Allergy Asthma Respir Dis.  2017 Jul;5(4):193-199. 10.4168/aard.2017.5.4.193.

The association between Staphylococcus aureus colonization and food sensitization in children with atopic dermatitis

  • 1Department of Pediatrics, Busan St. Mary's Hospital, Busan, Korea.
  • 2Department of Laboratory Medicine, Busan St. Mary's Hospital, Busan, Korea.


Atopic dermatitis is often accompanied by food allergies which occur through skin barrier defects. Especially Staphylococcus aureus colonization can exacerbate skin barrier defects that cause sensitization and increase specific IgE (sIgE) to food. We investigated the association between skin colonization and food sIgE changes in children with atopic dermatitis.
Atopic dermatitis was diagnosed by a pediatric allergist in patients between 3 months and 3 years of age. Total IgE and sIgE to egg white, cow's milk, wheat, and peanuts were taken. Eosinophil count and eosinophil cationic protein were also taken. Comparisons were done between the groups with and without S. aureus colonization.

========================================

▸ Parts of the exercise
1. Quote the atopic dermatitis abstract word for word, starting with "Allergy Asthma Respir" and going on through "Pediatrics, Busan St. Mary's Hospital, Busan, Korea.".
2. According to the atopic dermatitis abstract, which foods were tested for specific IgE?

(Point localization data)
========================================

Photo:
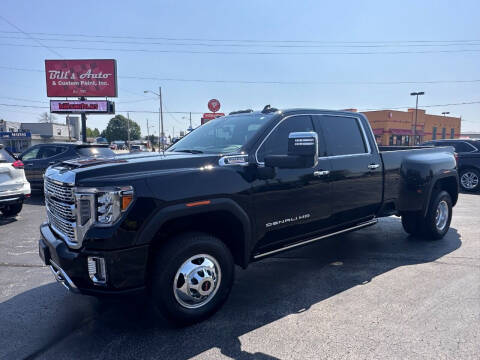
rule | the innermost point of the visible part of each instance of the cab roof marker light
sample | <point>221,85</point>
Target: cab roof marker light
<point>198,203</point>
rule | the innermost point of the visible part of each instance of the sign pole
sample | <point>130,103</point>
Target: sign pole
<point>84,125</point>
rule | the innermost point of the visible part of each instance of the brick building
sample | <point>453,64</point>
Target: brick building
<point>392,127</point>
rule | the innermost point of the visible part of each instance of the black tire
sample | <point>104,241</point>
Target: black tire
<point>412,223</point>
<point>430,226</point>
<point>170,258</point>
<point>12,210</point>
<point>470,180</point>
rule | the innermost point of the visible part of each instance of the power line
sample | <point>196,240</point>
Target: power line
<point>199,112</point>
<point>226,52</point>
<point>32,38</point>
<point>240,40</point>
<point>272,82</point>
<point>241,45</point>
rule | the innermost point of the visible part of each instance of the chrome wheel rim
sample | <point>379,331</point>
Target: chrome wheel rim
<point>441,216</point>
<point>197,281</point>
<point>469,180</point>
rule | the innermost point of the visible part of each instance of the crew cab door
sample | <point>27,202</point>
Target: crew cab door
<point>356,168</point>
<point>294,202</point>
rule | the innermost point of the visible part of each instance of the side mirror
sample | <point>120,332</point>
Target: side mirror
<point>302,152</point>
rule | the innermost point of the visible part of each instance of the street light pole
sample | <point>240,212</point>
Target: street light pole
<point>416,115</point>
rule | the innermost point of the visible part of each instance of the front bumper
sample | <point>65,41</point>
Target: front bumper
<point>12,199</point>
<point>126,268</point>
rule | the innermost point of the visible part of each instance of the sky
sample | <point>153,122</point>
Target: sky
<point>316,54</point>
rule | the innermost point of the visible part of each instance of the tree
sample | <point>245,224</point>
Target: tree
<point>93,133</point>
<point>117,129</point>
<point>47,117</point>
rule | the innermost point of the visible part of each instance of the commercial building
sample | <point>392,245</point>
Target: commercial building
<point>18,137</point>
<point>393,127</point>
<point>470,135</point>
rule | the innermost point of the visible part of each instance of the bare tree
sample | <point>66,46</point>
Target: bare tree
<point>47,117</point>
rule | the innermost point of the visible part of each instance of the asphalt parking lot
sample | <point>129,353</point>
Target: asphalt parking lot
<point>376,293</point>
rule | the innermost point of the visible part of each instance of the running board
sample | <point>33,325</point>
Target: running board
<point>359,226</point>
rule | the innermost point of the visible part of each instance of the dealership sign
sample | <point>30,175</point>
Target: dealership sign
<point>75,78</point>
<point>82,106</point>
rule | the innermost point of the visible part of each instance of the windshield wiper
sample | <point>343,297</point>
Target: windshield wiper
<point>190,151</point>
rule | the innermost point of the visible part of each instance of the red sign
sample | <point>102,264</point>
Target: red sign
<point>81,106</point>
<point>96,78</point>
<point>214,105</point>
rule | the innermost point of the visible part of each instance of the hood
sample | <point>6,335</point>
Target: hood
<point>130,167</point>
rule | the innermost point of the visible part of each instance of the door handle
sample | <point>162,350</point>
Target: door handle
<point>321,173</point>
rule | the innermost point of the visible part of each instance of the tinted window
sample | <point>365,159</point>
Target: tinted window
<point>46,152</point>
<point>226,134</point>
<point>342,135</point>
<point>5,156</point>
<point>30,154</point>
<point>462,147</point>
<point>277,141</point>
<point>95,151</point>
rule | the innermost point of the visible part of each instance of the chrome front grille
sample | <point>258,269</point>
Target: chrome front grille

========================================

▸ Solutions below
1.
Allergy Asthma Respir Dis.  2017 Jul;5(4):193-199. 10.4168/aard.2017.5.4.193.

The association between Staphylococcus aureus colonization and food sensitization in children with atopic dermatitis

  • 1Department of Pediatrics, Busan St. Mary's Hospital, Busan, Korea.

2. Egg white, cow's milk, wheat, and peanuts.